**Stated goal**
Update the rows starting at the first row and ending at the line that contains "(1124, 692)", changing every "largest circle" to "biggest circle". Leave everything else unchanged.

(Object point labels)
>>>>>
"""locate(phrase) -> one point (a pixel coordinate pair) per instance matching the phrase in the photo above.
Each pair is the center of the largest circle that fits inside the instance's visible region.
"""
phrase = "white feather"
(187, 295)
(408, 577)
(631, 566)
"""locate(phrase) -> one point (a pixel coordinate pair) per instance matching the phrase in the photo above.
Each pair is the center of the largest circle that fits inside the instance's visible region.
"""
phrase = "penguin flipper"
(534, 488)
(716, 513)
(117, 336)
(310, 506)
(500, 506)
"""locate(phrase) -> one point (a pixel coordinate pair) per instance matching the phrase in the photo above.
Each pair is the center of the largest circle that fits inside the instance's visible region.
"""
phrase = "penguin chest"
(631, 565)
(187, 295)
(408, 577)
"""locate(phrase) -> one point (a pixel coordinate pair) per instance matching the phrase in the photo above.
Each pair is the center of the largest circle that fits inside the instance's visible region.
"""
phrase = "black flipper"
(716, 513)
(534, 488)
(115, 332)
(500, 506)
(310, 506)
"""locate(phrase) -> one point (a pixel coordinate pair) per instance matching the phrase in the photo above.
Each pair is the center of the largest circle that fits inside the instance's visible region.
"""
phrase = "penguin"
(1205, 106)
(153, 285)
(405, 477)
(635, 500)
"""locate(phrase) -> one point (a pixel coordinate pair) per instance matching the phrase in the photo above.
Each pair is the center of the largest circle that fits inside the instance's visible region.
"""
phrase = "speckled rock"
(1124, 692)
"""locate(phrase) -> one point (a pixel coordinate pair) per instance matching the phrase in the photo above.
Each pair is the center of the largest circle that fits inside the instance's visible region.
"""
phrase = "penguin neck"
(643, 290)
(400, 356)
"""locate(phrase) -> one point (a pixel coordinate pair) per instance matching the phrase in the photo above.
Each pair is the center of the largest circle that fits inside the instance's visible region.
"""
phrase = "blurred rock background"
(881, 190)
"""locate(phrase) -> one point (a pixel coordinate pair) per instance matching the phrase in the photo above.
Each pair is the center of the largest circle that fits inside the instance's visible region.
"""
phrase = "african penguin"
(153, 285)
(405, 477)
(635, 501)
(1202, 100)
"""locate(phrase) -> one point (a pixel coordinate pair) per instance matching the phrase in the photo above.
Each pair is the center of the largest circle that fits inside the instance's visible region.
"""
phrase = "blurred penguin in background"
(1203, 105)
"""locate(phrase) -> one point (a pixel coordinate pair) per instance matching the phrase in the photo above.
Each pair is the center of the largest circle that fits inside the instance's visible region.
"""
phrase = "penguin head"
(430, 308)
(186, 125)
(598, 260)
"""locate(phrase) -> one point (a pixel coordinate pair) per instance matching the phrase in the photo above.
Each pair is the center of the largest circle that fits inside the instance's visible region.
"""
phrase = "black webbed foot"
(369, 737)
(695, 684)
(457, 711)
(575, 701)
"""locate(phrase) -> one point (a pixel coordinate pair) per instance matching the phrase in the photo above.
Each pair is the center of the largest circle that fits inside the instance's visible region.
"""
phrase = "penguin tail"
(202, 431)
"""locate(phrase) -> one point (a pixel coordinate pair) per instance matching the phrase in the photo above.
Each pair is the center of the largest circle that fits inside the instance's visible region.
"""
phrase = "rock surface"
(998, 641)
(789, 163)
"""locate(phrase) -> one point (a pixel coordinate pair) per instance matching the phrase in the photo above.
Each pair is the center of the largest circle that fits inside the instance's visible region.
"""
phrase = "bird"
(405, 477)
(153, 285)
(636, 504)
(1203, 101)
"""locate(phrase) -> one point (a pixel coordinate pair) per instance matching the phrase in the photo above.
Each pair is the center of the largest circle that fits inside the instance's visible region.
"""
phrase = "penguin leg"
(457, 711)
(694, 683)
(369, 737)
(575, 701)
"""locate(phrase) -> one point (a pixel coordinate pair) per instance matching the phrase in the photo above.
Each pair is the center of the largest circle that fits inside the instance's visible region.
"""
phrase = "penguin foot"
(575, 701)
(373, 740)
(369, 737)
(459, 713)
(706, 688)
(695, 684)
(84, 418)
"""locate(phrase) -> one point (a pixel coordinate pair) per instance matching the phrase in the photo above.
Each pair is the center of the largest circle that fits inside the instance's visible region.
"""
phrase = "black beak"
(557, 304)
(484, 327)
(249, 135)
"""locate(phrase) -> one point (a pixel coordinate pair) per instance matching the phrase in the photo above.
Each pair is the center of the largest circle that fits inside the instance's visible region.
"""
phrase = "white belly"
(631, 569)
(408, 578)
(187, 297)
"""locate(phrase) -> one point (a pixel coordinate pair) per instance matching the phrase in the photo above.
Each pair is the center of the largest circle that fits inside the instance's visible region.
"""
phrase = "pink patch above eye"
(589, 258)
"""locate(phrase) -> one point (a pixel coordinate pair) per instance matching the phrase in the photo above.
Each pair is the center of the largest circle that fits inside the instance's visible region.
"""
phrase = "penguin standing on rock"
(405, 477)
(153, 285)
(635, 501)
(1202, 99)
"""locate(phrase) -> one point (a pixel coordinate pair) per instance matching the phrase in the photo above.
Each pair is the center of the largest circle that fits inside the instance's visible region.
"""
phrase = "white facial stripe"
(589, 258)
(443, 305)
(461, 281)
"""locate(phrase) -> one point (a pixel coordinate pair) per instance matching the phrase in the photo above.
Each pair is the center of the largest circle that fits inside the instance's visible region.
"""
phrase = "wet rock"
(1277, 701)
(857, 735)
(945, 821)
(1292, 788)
<<<<<
**Exercise output**
"""locate(phrase) -> one point (a pixel coordinate pair) per instance matching the phrase in the photo above.
Each pair is the center of the biggest circle that fits inside the instance's visible region.
"""
phrase = "white feather"
(187, 295)
(408, 577)
(631, 566)
"""locate(phrase) -> one point (a pixel coordinate pair) per instance matching the phrase in the photo above.
Each pair is the center of the biggest circle that fits inside the instance's visible region.
"""
phrase = "penguin flipper"
(534, 488)
(716, 513)
(117, 336)
(310, 506)
(500, 506)
"""locate(phrase) -> one point (a pixel coordinate pair) per instance matching the phrase in the photo above.
Each pair is the center of the biggest circle that fits inside the instance's visible region.
"""
phrase = "penguin chest"
(631, 565)
(187, 295)
(408, 577)
"""locate(phrase) -> one point (a pixel coordinate pair) per instance matching the phrase in the photo above.
Each pair is the center of the biggest circle that fits inside the instance's visible region.
"""
phrase = "black flipper"
(716, 513)
(534, 488)
(115, 332)
(500, 506)
(310, 506)
"""locate(phrase) -> one point (a pixel coordinate pair) per instance matching the phrase in the photo above.
Each pair is the center of the biggest circle that fits inside the instance's visible region.
"""
phrase = "penguin"
(1205, 106)
(153, 285)
(405, 477)
(635, 500)
"""locate(phrase) -> one point (a pixel coordinate pair) per instance matching the phrase in the photo above.
Each pair is the center of the biggest circle that fits inside the instance's visible region.
"""
phrase = "speckled rock"
(1124, 692)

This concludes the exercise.